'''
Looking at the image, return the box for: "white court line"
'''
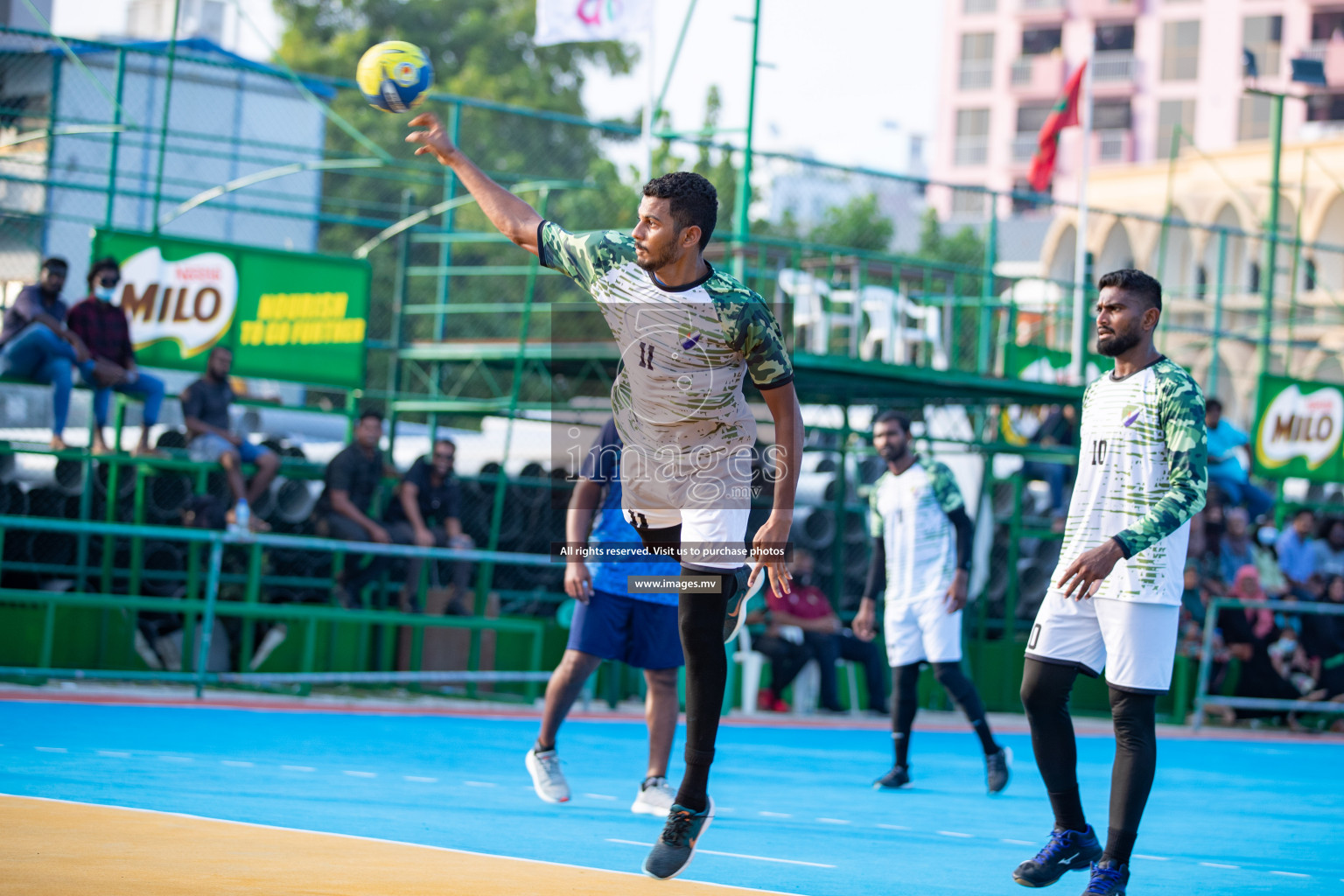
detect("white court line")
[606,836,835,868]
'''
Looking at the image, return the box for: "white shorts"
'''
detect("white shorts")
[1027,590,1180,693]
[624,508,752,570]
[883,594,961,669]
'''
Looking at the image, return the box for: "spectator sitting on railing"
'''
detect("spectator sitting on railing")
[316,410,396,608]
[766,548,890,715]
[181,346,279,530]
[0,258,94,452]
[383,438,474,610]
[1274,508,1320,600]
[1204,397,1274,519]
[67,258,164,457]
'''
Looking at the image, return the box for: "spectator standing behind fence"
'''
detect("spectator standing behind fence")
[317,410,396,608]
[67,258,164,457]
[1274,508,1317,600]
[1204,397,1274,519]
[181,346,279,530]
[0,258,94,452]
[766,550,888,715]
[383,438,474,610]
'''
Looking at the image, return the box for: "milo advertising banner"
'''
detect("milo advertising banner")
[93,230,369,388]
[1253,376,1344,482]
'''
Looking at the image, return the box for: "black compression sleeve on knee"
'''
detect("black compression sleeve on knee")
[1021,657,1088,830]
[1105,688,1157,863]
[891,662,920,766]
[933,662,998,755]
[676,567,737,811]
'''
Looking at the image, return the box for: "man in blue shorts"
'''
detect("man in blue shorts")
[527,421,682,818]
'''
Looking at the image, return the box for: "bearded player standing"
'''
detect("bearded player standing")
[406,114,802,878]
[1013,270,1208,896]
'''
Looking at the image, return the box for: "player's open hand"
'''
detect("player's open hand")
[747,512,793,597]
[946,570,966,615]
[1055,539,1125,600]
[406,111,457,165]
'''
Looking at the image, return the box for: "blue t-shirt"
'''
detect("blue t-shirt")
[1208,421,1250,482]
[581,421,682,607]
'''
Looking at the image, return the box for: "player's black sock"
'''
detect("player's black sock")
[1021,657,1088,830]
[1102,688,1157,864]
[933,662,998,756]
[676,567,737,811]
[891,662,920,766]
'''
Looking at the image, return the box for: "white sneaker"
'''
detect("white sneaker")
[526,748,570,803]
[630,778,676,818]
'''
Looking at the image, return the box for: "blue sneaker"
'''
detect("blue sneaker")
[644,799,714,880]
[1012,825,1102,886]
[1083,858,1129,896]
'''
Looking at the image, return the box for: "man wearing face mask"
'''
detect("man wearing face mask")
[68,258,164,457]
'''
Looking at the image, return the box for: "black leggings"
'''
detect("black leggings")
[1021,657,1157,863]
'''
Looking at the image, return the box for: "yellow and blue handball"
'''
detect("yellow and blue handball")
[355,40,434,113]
-*-*-
→ TASK TO COMPLETE: Recast all the records above as a JSON list of strings, with one string for each line. Leave out blank lines and the pictures.

→ EXERCISE RESPONSE:
[
  "'''",
  "Looking at the image, return the box for: \"white court line\"",
  "'''",
  "detect(\"white court line\")",
  "[606,836,835,868]",
  "'''",
  "Looking at the image, return the box for: \"white shorts\"",
  "'''",
  "detect(\"white shorts\")",
  "[1027,590,1180,693]",
  "[624,508,752,570]",
  "[883,594,961,669]",
  "'''",
  "Looking at the image, return the box for: \"spectator sitting on railing\"",
  "'''",
  "detect(\"spectator sitting on railing\")",
  "[316,410,396,608]",
  "[766,548,890,715]",
  "[181,346,279,530]",
  "[0,258,94,452]",
  "[383,438,474,610]",
  "[1274,508,1320,600]",
  "[1204,397,1274,519]",
  "[67,258,164,457]",
  "'''",
  "Looking at the image, return the box for: \"spectator standing behind fence\"",
  "'''",
  "detect(\"spectator standing behind fence\")",
  "[317,410,396,608]",
  "[67,258,164,457]",
  "[1274,508,1317,600]",
  "[1204,397,1274,519]",
  "[181,346,279,530]",
  "[0,258,94,452]",
  "[766,550,888,715]",
  "[383,438,474,610]",
  "'''",
  "Looking at the image, return the box for: \"milo advertising banner\"",
  "'''",
  "detect(\"milo advertising banner\")",
  "[93,230,369,388]",
  "[1253,376,1344,482]",
  "'''",
  "Looking at the image, return the box for: \"black compression sleeve on knee\"",
  "'''",
  "detect(\"black compression sleeve on knee\")",
  "[1021,657,1088,830]",
  "[1105,688,1157,863]",
  "[891,662,920,766]",
  "[933,662,998,755]",
  "[676,567,737,811]",
  "'''",
  "Looking at the image, return the box for: \"man in blue shorts\"",
  "'''",
  "detect(\"man in blue shorts\")",
  "[527,421,682,818]",
  "'''",
  "Looking at the image, return the box for: \"bearded player standing\"",
  "'''",
  "detect(\"bearded player standing\")",
  "[406,114,802,878]",
  "[1013,270,1208,896]",
  "'''",
  "Looking at the image, return the box for: \"player's open hand\"",
  "'''",
  "detect(\"player's open hand\")",
  "[747,512,793,597]",
  "[946,570,966,615]",
  "[1055,539,1125,600]",
  "[406,111,457,165]",
  "'''",
  "Looking at the image, return the box for: \"blue t-shirt\"",
  "'''",
  "detect(\"blue t-shirt\")",
  "[1208,421,1250,482]",
  "[581,421,682,607]",
  "'''",
  "Looking at the image, return the box for: \"player's black sock\"",
  "'''",
  "detect(\"player's black sock\")",
  "[1021,657,1088,830]",
  "[1102,688,1157,864]",
  "[933,662,998,756]",
  "[676,567,737,811]",
  "[891,662,920,766]",
  "'''",
  "Looking at the image, return the box for: \"white sneaker\"",
  "'''",
  "detect(\"white sneaker\")",
  "[526,748,570,803]",
  "[630,778,676,818]",
  "'''",
  "Looking at the image, return the box for: \"blue sneaker\"",
  "'''",
  "detect(\"blue sneaker\")",
  "[644,799,714,880]",
  "[1012,825,1102,886]",
  "[1083,858,1129,896]",
  "'''",
  "Looking at the image, return the box for: \"man wearing face mask\"",
  "'''",
  "detect(\"man wearing face mask\")",
  "[68,258,164,457]",
  "'''",
  "Looking at the image, return the box for: \"black leggings\"",
  "'''",
  "detect(\"black leggings\")",
  "[1021,657,1157,863]",
  "'''",
  "Looking at the image, return the box for: \"yellow and blue handball\"",
  "'''",
  "detect(\"yellow and blue handball\")",
  "[355,40,434,113]"
]